**PROBLEM STATEMENT:**
Each of the lines below must be restated exactly.

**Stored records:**
+++

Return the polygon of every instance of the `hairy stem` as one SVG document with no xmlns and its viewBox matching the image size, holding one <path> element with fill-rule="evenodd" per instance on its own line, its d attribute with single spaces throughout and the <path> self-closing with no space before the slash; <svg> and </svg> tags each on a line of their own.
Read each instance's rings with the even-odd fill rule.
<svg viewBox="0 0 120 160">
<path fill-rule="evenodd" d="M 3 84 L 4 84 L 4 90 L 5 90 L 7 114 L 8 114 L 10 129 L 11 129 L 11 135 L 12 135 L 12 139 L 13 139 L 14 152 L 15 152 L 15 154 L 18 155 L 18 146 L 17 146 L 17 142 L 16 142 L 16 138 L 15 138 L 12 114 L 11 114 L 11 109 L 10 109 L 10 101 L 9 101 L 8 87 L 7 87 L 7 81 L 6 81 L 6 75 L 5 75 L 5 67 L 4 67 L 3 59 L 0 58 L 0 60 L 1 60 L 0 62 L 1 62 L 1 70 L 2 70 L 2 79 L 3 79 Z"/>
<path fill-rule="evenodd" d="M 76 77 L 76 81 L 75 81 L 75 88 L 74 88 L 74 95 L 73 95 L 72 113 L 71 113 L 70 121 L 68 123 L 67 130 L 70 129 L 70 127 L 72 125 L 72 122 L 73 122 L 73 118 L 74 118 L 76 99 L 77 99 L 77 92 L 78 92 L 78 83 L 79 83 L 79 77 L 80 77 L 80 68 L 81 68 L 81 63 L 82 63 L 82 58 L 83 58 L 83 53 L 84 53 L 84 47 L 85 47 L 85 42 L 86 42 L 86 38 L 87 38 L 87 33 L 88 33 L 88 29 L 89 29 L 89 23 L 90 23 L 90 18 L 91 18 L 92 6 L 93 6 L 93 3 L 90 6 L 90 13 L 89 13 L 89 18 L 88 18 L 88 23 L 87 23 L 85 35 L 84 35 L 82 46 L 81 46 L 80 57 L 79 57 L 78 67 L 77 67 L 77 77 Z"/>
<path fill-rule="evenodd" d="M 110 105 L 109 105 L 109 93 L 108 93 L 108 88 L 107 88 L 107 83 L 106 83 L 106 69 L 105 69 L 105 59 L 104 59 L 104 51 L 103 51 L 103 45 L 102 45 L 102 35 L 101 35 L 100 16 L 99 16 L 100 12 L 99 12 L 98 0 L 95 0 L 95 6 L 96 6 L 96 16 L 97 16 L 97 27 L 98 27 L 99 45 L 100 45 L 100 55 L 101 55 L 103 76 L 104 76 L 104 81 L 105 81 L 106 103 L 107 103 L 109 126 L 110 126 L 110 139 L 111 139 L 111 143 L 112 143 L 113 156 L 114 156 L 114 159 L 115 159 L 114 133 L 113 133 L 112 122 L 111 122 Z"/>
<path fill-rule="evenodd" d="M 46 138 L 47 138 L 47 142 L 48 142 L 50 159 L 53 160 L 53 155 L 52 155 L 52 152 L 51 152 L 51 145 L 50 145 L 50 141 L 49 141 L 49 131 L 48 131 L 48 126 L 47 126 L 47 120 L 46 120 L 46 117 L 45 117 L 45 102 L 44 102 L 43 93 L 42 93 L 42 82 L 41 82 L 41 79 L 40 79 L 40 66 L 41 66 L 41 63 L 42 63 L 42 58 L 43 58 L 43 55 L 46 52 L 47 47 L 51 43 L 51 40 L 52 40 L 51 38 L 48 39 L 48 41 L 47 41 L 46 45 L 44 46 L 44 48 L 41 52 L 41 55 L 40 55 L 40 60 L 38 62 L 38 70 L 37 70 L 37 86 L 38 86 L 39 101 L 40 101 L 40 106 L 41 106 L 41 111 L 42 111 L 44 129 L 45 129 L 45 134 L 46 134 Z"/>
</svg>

+++

**RESPONSE:**
Return the polygon of every instance of the `hairy stem` as one SVG document with no xmlns and its viewBox matching the image size, holding one <path> element with fill-rule="evenodd" per instance on its own line, its d attribute with single spaces throughout and the <path> self-closing with no space before the slash; <svg> and </svg> tags each on a line of their own.
Read each instance's rings with the even-odd fill rule.
<svg viewBox="0 0 120 160">
<path fill-rule="evenodd" d="M 3 84 L 4 84 L 4 90 L 5 90 L 7 114 L 8 114 L 10 129 L 11 129 L 11 135 L 12 135 L 12 139 L 13 139 L 14 152 L 15 152 L 15 154 L 18 155 L 18 146 L 17 146 L 17 142 L 16 142 L 16 138 L 15 138 L 12 114 L 11 114 L 11 109 L 10 109 L 10 101 L 9 101 L 8 87 L 7 87 L 7 81 L 6 81 L 6 75 L 5 75 L 5 67 L 4 67 L 3 59 L 0 58 L 0 60 L 1 60 L 0 62 L 1 62 L 1 70 L 2 70 L 2 79 L 3 79 Z"/>
<path fill-rule="evenodd" d="M 76 77 L 76 81 L 75 81 L 75 88 L 74 88 L 74 95 L 73 95 L 72 113 L 71 113 L 70 121 L 68 123 L 67 130 L 70 129 L 70 127 L 72 125 L 72 122 L 73 122 L 73 118 L 74 118 L 76 99 L 77 99 L 77 92 L 78 92 L 78 83 L 79 83 L 79 77 L 80 77 L 80 68 L 81 68 L 81 63 L 82 63 L 82 58 L 83 58 L 83 53 L 84 53 L 84 47 L 85 47 L 85 42 L 86 42 L 86 38 L 87 38 L 87 33 L 88 33 L 88 29 L 89 29 L 89 23 L 90 23 L 90 18 L 91 18 L 92 6 L 93 6 L 93 3 L 90 6 L 90 13 L 89 13 L 89 18 L 88 18 L 88 23 L 87 23 L 85 35 L 84 35 L 82 46 L 81 46 L 80 57 L 79 57 L 78 67 L 77 67 L 77 77 Z"/>
<path fill-rule="evenodd" d="M 110 105 L 109 105 L 109 93 L 108 93 L 108 88 L 107 88 L 107 83 L 106 83 L 106 69 L 105 69 L 105 59 L 104 59 L 104 51 L 103 51 L 103 45 L 102 45 L 102 35 L 101 35 L 100 16 L 99 16 L 100 12 L 99 12 L 98 0 L 95 0 L 95 6 L 96 6 L 96 16 L 97 16 L 97 27 L 98 27 L 99 45 L 100 45 L 100 55 L 101 55 L 103 76 L 104 76 L 104 81 L 105 81 L 106 103 L 107 103 L 109 126 L 110 126 L 110 139 L 111 139 L 111 143 L 112 143 L 113 156 L 114 156 L 114 159 L 115 159 L 114 133 L 113 133 L 112 122 L 111 122 Z"/>
<path fill-rule="evenodd" d="M 46 138 L 47 138 L 47 142 L 48 142 L 50 159 L 53 160 L 53 155 L 52 155 L 52 152 L 51 152 L 51 145 L 50 145 L 50 141 L 49 141 L 49 131 L 48 131 L 48 126 L 47 126 L 47 120 L 46 120 L 46 117 L 45 117 L 45 102 L 44 102 L 43 93 L 42 93 L 42 82 L 41 82 L 41 79 L 40 79 L 40 66 L 41 66 L 41 63 L 42 63 L 42 58 L 43 58 L 43 55 L 46 52 L 47 47 L 51 43 L 51 40 L 52 40 L 51 38 L 48 39 L 48 41 L 47 41 L 46 45 L 44 46 L 44 48 L 41 52 L 41 55 L 40 55 L 40 60 L 38 62 L 38 70 L 37 70 L 37 86 L 38 86 L 39 101 L 40 101 L 40 106 L 41 106 L 41 111 L 42 111 L 44 129 L 45 129 L 45 134 L 46 134 Z"/>
</svg>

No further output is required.